• **WHAT TO PRODUCE**: Each line from the line containing "Target: backpack strap" through the last line of the entries is to be reproduced exactly as it stands.

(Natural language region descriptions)
**********
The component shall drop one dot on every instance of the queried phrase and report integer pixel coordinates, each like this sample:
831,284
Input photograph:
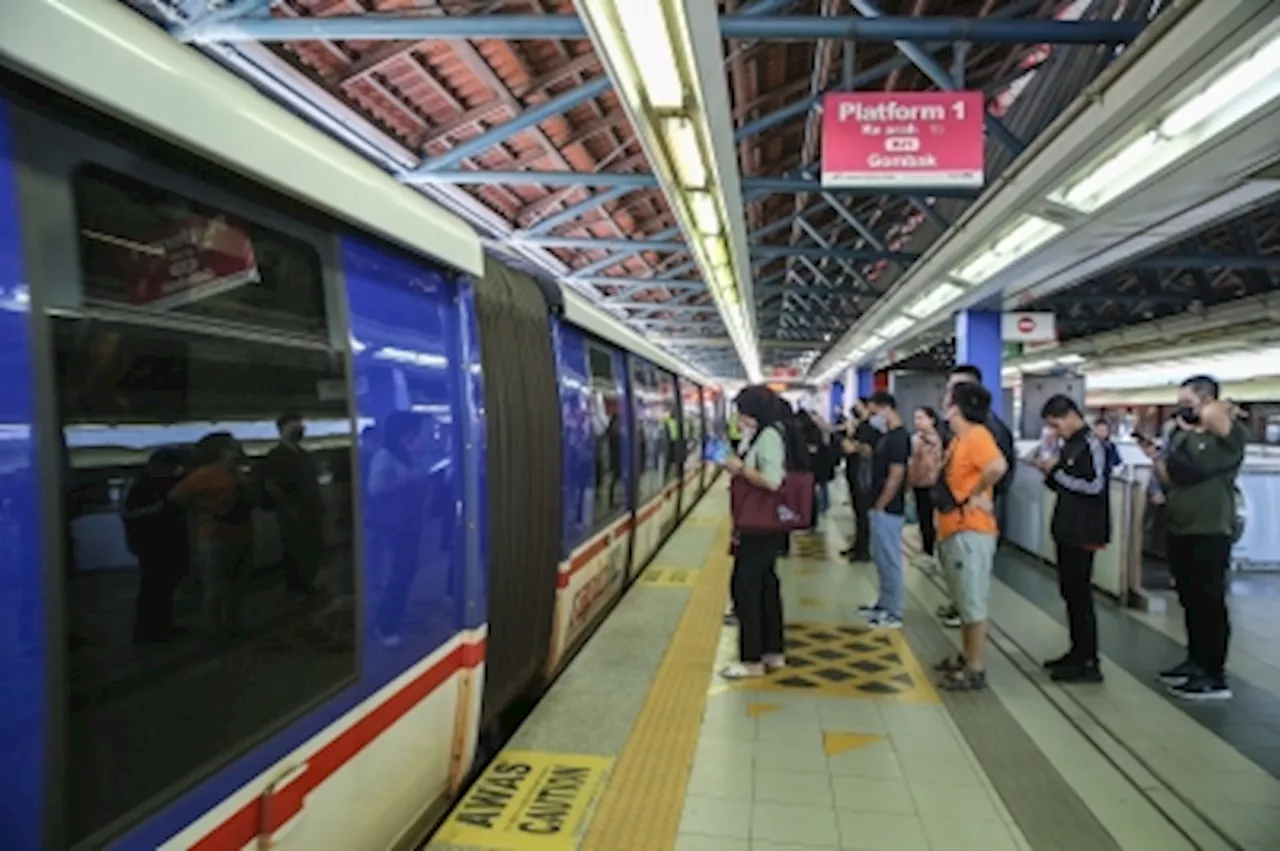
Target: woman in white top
755,589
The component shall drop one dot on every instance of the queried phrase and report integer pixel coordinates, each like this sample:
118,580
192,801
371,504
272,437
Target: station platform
640,746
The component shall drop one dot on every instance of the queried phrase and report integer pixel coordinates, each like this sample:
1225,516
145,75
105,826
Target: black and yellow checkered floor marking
842,660
658,576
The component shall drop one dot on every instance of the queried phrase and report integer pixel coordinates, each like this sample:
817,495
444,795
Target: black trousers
757,596
924,513
1075,582
862,518
1201,564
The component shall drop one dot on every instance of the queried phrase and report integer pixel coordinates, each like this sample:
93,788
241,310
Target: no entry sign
903,138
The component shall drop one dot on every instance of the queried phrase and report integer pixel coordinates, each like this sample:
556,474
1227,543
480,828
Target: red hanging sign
903,140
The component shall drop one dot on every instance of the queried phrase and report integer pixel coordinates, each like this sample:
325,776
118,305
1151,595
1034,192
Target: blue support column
865,381
979,343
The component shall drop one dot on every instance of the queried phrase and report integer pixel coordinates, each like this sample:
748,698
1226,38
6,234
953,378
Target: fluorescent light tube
935,300
705,214
644,27
896,326
717,252
685,152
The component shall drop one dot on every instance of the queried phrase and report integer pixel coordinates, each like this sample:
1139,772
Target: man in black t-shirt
888,504
292,484
858,443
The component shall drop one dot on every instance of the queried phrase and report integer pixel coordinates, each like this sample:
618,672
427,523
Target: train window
607,428
209,559
152,250
670,412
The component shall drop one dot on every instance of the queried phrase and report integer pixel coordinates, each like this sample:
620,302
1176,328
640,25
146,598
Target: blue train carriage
315,664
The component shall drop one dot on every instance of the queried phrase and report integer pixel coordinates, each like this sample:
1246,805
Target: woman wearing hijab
754,586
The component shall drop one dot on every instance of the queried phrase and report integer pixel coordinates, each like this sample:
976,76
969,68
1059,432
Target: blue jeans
887,554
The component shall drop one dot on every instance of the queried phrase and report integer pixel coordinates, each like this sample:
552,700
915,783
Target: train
302,495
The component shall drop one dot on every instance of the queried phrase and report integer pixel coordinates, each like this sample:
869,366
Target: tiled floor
854,749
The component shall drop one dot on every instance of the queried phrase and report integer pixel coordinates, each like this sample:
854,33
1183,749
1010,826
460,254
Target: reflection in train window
206,493
607,429
154,251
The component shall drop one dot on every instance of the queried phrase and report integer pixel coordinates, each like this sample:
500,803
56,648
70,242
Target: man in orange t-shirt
967,527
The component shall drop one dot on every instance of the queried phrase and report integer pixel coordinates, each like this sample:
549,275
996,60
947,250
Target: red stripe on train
242,828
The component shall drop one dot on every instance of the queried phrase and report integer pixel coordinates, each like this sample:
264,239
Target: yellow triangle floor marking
755,710
836,744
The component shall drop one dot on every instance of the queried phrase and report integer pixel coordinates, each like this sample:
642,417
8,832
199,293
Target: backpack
1005,440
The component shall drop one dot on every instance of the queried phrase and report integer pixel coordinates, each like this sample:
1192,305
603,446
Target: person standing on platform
1080,476
887,508
858,445
754,584
969,374
922,474
1198,475
1102,429
967,527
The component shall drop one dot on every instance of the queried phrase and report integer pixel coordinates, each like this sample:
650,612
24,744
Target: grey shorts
967,561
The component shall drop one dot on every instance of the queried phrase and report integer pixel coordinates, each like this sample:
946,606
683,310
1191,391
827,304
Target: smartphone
717,451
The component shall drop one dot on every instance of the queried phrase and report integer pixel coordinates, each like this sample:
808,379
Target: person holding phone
1198,474
1079,472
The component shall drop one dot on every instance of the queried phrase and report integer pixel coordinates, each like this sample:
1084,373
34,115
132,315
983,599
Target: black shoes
1068,668
1202,687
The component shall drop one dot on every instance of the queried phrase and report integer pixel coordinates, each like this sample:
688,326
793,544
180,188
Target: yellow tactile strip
641,806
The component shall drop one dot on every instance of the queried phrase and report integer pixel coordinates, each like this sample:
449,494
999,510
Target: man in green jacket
1198,474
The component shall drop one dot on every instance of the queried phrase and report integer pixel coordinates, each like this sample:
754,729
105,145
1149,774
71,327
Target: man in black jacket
1080,476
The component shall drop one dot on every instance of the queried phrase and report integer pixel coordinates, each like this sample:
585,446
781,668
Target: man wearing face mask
292,481
1198,475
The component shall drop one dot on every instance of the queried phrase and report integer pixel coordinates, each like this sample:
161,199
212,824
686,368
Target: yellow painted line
657,576
526,801
641,805
836,742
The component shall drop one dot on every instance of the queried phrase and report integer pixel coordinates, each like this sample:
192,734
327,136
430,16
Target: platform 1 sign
528,801
1028,326
903,140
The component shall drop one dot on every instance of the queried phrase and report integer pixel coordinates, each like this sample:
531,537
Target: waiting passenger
1102,429
967,527
292,483
969,374
887,509
922,474
1080,475
755,590
224,526
155,530
1198,475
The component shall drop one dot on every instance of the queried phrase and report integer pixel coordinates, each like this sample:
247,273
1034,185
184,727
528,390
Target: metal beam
528,119
613,179
931,68
575,211
1207,261
531,27
586,243
814,252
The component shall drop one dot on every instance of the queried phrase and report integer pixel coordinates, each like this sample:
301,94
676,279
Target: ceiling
544,106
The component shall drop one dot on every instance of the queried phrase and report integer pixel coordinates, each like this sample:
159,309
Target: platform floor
639,746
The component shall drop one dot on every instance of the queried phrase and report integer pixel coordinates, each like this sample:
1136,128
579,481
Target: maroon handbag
786,509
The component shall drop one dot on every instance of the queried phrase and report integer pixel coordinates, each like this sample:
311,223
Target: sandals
951,664
739,671
964,680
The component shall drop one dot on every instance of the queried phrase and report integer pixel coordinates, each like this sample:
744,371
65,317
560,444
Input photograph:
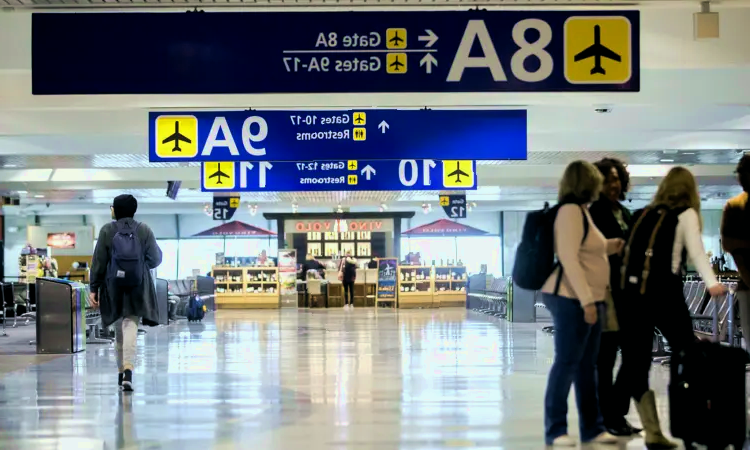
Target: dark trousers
576,350
663,307
348,292
614,398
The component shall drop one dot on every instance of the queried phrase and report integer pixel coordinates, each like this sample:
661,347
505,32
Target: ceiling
72,154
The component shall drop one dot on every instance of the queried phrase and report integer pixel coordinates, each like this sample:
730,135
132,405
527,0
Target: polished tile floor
326,379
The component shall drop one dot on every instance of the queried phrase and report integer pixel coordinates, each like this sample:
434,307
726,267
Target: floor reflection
315,379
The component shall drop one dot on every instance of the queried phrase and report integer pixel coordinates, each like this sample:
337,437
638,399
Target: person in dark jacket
613,220
125,307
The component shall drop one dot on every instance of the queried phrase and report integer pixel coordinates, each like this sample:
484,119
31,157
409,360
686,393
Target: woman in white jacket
653,290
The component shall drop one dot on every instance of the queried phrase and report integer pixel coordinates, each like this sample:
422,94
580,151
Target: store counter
246,287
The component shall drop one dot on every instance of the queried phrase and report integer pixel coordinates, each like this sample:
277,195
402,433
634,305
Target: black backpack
647,257
127,264
535,256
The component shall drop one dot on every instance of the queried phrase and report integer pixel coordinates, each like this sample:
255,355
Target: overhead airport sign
319,52
224,207
454,205
337,135
343,175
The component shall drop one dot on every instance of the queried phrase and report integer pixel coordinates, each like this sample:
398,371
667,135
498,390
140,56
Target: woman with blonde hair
574,294
664,235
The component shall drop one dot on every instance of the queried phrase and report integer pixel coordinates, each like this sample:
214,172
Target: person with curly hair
613,220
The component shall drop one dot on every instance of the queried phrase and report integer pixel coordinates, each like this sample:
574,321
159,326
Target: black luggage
707,403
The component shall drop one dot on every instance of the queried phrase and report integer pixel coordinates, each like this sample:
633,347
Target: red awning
236,228
444,227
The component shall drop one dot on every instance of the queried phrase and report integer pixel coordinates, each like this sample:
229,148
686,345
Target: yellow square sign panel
598,50
359,119
395,63
359,134
177,136
458,174
395,38
218,175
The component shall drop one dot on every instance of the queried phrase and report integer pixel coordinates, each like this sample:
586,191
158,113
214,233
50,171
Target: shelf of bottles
246,287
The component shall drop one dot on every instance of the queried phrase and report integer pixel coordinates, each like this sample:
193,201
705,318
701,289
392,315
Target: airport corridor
328,379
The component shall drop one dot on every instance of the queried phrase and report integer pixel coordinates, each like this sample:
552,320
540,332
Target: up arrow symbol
430,38
383,126
368,171
429,61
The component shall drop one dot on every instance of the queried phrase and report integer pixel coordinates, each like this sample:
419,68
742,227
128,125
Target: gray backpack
127,265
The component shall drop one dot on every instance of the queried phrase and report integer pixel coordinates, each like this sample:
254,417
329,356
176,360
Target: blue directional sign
343,175
317,52
331,135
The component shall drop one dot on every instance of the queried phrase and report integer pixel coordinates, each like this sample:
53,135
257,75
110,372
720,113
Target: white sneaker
564,441
606,438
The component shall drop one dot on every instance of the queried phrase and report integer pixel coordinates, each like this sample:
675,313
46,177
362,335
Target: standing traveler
735,238
654,262
613,220
121,281
347,275
574,295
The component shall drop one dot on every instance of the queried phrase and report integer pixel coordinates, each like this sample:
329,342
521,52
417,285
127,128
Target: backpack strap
585,235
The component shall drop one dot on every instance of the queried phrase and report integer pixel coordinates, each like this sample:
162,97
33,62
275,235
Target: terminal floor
322,379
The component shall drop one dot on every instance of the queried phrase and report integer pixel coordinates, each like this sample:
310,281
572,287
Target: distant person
613,220
654,262
121,281
347,275
735,238
574,294
312,264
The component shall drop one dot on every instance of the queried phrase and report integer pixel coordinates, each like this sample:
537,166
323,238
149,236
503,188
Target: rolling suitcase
707,399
**********
• **EXERCISE SOLUTION**:
Target: backpack strap
585,235
The component shall drop one dot on every instance of the queried phrase and report integer pixel coordinates, each like this sample:
162,97
33,62
275,235
Target: terminal floor
322,379
The component shall drop one dot on every instance of the queried phrase and report integer pixel coordinates, each like this sample:
310,281
572,287
Target: distant person
613,220
654,262
121,281
347,275
735,238
574,294
312,264
The component shall drop one dot on every instance of the queried phrase and report integer pixel coordinates, each like this sample:
537,166
323,238
149,236
503,188
Target: rolling suitcase
707,399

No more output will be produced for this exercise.